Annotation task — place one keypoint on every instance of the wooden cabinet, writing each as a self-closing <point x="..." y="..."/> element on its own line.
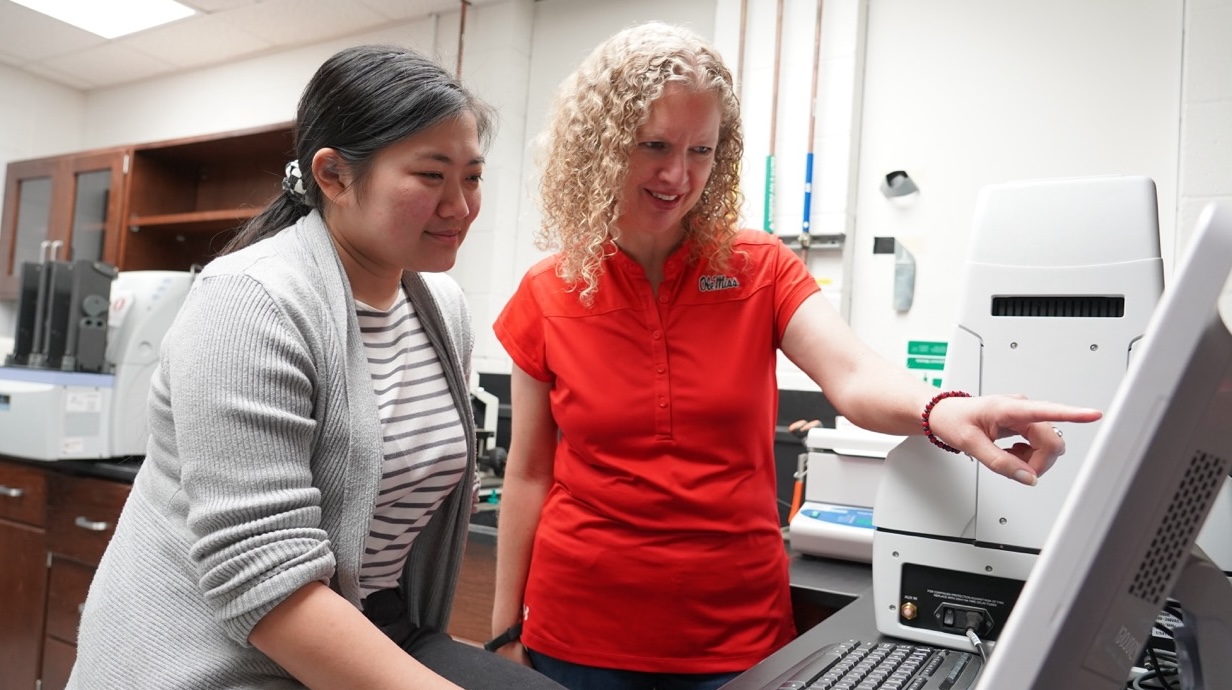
<point x="155" y="206"/>
<point x="81" y="515"/>
<point x="22" y="574"/>
<point x="65" y="207"/>
<point x="187" y="196"/>
<point x="53" y="530"/>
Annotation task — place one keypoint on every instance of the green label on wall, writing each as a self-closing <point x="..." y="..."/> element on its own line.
<point x="927" y="348"/>
<point x="927" y="360"/>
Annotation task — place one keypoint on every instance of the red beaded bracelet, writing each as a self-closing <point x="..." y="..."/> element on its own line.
<point x="928" y="412"/>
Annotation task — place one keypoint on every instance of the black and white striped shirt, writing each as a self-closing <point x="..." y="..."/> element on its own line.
<point x="424" y="445"/>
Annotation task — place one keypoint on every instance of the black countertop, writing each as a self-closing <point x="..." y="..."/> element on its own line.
<point x="842" y="584"/>
<point x="117" y="470"/>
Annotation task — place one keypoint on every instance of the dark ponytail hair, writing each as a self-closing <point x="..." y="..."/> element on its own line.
<point x="360" y="101"/>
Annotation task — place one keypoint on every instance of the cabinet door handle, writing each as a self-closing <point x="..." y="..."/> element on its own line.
<point x="85" y="524"/>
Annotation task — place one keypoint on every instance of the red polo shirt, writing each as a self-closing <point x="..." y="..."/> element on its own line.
<point x="658" y="547"/>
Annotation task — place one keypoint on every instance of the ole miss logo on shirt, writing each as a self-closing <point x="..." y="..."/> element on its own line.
<point x="712" y="284"/>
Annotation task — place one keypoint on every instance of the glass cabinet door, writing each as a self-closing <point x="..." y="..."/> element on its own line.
<point x="28" y="219"/>
<point x="95" y="196"/>
<point x="62" y="208"/>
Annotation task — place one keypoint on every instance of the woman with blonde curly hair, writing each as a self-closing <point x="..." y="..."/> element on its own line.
<point x="638" y="543"/>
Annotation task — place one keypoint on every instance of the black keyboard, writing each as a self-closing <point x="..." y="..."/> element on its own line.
<point x="882" y="665"/>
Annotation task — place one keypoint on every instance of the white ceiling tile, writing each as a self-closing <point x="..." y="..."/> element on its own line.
<point x="207" y="6"/>
<point x="410" y="9"/>
<point x="296" y="22"/>
<point x="35" y="36"/>
<point x="110" y="64"/>
<point x="64" y="78"/>
<point x="205" y="40"/>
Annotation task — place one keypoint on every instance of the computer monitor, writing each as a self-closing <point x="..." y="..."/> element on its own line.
<point x="1124" y="541"/>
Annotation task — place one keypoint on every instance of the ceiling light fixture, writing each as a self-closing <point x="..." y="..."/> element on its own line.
<point x="113" y="17"/>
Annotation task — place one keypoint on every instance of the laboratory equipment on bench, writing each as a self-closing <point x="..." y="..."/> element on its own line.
<point x="842" y="471"/>
<point x="1060" y="281"/>
<point x="86" y="345"/>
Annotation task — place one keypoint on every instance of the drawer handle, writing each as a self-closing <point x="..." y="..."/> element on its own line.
<point x="90" y="524"/>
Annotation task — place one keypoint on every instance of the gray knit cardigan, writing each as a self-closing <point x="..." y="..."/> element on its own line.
<point x="261" y="472"/>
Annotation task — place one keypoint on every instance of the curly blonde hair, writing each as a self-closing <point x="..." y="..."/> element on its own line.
<point x="591" y="132"/>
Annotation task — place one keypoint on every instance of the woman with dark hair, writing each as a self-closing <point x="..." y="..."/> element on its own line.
<point x="302" y="509"/>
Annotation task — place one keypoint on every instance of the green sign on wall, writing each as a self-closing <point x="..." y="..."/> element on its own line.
<point x="927" y="360"/>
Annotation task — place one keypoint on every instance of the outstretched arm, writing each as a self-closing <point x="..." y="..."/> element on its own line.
<point x="876" y="396"/>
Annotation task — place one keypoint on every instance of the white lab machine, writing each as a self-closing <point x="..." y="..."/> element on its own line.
<point x="51" y="414"/>
<point x="1060" y="282"/>
<point x="842" y="472"/>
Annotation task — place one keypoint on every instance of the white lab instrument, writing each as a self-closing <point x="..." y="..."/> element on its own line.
<point x="1061" y="280"/>
<point x="842" y="472"/>
<point x="1124" y="541"/>
<point x="52" y="414"/>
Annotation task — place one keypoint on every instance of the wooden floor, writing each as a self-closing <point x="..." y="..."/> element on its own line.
<point x="472" y="604"/>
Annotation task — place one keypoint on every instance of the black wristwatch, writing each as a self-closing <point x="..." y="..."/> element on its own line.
<point x="511" y="635"/>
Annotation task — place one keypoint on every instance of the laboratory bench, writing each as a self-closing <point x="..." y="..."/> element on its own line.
<point x="56" y="519"/>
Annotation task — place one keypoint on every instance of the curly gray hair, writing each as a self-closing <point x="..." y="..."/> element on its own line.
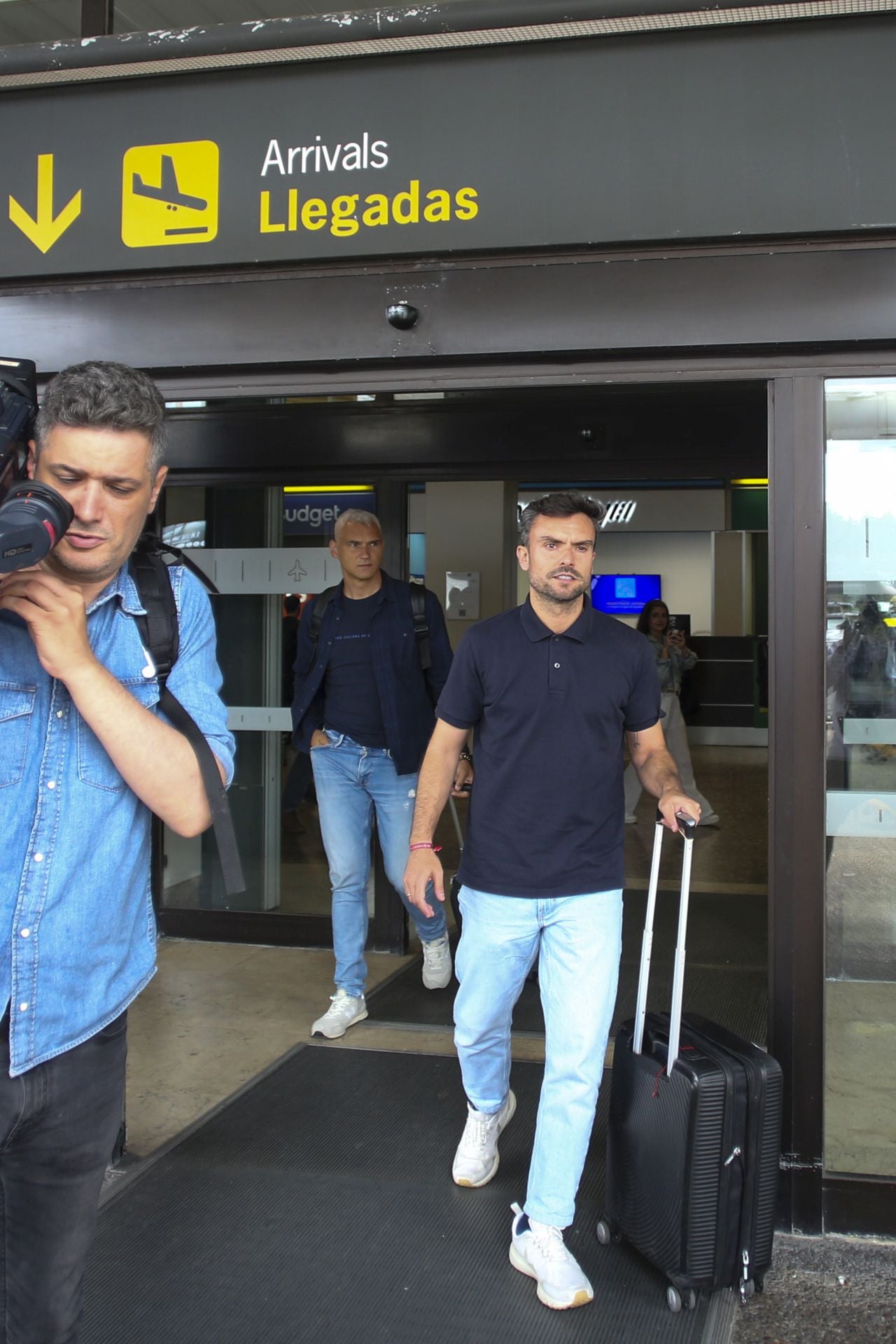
<point x="101" y="394"/>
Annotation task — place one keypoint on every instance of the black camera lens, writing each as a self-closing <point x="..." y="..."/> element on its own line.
<point x="33" y="519"/>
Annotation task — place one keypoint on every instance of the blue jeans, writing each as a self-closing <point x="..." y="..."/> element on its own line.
<point x="58" y="1126"/>
<point x="351" y="781"/>
<point x="578" y="941"/>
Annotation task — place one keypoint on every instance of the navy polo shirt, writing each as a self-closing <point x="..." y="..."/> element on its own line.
<point x="547" y="813"/>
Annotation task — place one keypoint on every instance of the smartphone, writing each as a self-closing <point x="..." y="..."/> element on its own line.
<point x="681" y="624"/>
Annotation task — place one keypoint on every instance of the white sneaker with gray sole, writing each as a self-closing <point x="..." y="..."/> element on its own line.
<point x="539" y="1250"/>
<point x="437" y="962"/>
<point x="476" y="1159"/>
<point x="343" y="1012"/>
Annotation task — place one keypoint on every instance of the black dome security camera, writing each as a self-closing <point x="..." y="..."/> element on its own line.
<point x="402" y="316"/>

========

> _TASK DESCRIPTION_:
For the entries above, return an exact copy that omits the images.

> _WRITTEN SOLUTION_:
Annotation task — place one keypoint on every instance of the wooden cabinet, writing each as a self-closing <point x="..." y="..."/> element on its own line.
<point x="155" y="206"/>
<point x="81" y="515"/>
<point x="22" y="574"/>
<point x="65" y="207"/>
<point x="187" y="196"/>
<point x="53" y="530"/>
Annotation task — place one keypoint on every instance of the green label on wall, writing each as a self-closing <point x="..." y="..."/> element on its own line.
<point x="927" y="348"/>
<point x="927" y="360"/>
Annotation task — place one keypoint on every instance of the red beaded bracelet, writing each as a self-closing <point x="..." y="..."/> element on its own line.
<point x="928" y="412"/>
Annotation task — place one keypoint on every instance of the black and white striped shirt, writing each as a self-closing <point x="..." y="..."/> element on its own line.
<point x="424" y="445"/>
Annotation task — place one keypoint on every instance of the black countertop, writing each as a self-closing <point x="..." y="..."/> element on its own line.
<point x="842" y="584"/>
<point x="117" y="470"/>
Annotation task — place one keypoint on every instance of the dark ponytail hair, writing each as a self-closing <point x="..." y="..."/> element on its own line.
<point x="360" y="101"/>
Annotation task — place one keypoint on every instance of the cabinet door handle, writing each as a self-closing <point x="..." y="..."/> element on its own line.
<point x="85" y="524"/>
Annotation task — place one keypoint on every instance of the red polo shirt, writing each as a self-closing <point x="..." y="..."/> element on its own line.
<point x="658" y="547"/>
Annotation task — place one keypoint on every instance of the ole miss logo on shirt, writing each as a self-closing <point x="..." y="..."/> element on its own line.
<point x="712" y="284"/>
Annotation task — place one keypoint on every instance of the glass cabinet door, writing each as a self-closing <point x="..." y="..."/> element on its own line.
<point x="28" y="219"/>
<point x="95" y="196"/>
<point x="62" y="208"/>
Annotation task — place one keypoint on every instance of the woman with blonde curly hair, writing each as a self-closing <point x="..." y="..."/> element on its own line.
<point x="638" y="543"/>
Annotation task — place one keypoint on every instance of the black keyboard, writing each as a self-closing <point x="..." y="..."/> element on its own line.
<point x="882" y="665"/>
Annotation task — place one keypoint on every instance of the white ceiling tile, writing each as a self-closing <point x="..." y="..."/> element on its own line.
<point x="207" y="6"/>
<point x="410" y="9"/>
<point x="296" y="22"/>
<point x="35" y="36"/>
<point x="110" y="64"/>
<point x="64" y="78"/>
<point x="205" y="40"/>
Annotation task — place one keypoint on every instance of the computer monitor, writing each as a self-closing <point x="..." y="..."/> element on its own line.
<point x="1124" y="541"/>
Annotation task — place one keypoint on every instance of the ceiling light fixture, writing each as a self-closing <point x="..." y="..."/> element on its own line.
<point x="113" y="17"/>
Annotation task — place one keypoint on every instance of the laboratory equipment on bench, writing each as a self-closing <point x="..." y="..."/> element on its own line.
<point x="842" y="471"/>
<point x="1060" y="281"/>
<point x="86" y="345"/>
Annotation task — place one keypoint on every instance of the drawer handle, writing each as a self-closing <point x="..." y="..."/> element on its own line.
<point x="90" y="524"/>
Annotation task — place one keypoint on every instance of the gray knit cardigan, writing each as a self-closing <point x="..." y="..."/> element on its own line.
<point x="261" y="472"/>
Annotation task — place one keypoint on every instance of the curly blonde hair, writing each as a self-closing <point x="..." y="..."/> element on its own line.
<point x="591" y="132"/>
Annotation task — place one keypoint on every instance of the woman with dark hair, writing each as a self-closing <point x="..." y="..."/> element on its own line.
<point x="302" y="509"/>
Annotation task — place one keypoint on every instance of the green sign on wall, writing each as a self-closing <point x="..." y="..."/> element on its own line.
<point x="927" y="360"/>
Annotation task — place one keypoint on every instance of the outstretched arm, writing each as a self-closing <point x="..." y="..."/> element on its own line.
<point x="876" y="396"/>
Annotation task — place one keypoint on every instance of the white lab machine, writing each as a self-closing <point x="..." y="..."/> element on its own line.
<point x="51" y="414"/>
<point x="1060" y="282"/>
<point x="842" y="472"/>
Annotation task — place one keypoint on every instance of the white lab instrument, writing each as a self-closing <point x="..." y="..."/> element on its own line.
<point x="1061" y="280"/>
<point x="842" y="472"/>
<point x="1124" y="541"/>
<point x="52" y="414"/>
Annotation task — place one keypoint on every instance of the wooden floor, writing each as a self-closing <point x="..." y="..."/> element on its own line.
<point x="472" y="604"/>
Annotation task — place one keypoint on every instance of the black wristwatch, writing each as a self-closing <point x="..." y="..."/> element on its own line.
<point x="511" y="635"/>
Annotation task — place one keypoint on every instance of the laboratory bench, writing each as a self-closing <point x="..." y="..."/> element on its own line.
<point x="56" y="519"/>
Annotation task — place one keypoint on every instance of the curly gray hair, writing each as a self-closing <point x="..." y="..."/> element on its own line.
<point x="101" y="394"/>
Annotation task — place one keypoint on every instance of the black camera lens, writing each as a self-closing <point x="..." y="..."/> element on its own line.
<point x="33" y="519"/>
Annotation task — place one keypoint on every instance of the blue jeans, writing each as a self-closing <point x="..." y="..."/> element on its own line.
<point x="58" y="1126"/>
<point x="351" y="781"/>
<point x="578" y="941"/>
Annotation task — place one keypoint on every instance of the navy polo shirt, writing each as a self-closing <point x="..." y="..."/> element on its own line.
<point x="547" y="813"/>
Annotation task — place one keypoint on every instance of the smartphone, writing each as a self-closing <point x="..." y="..."/> element on its own line.
<point x="681" y="624"/>
Annotation task — place one keypoint on every instance of the white sneaker with gray sole, writing each as a self-closing <point x="..." y="..."/> element on its own line.
<point x="539" y="1250"/>
<point x="437" y="962"/>
<point x="476" y="1159"/>
<point x="343" y="1012"/>
Annotation task — place one keypoint on every instance of the black dome security camera, writing each as a self-closing <point x="..." y="..."/> element on its own line.
<point x="402" y="316"/>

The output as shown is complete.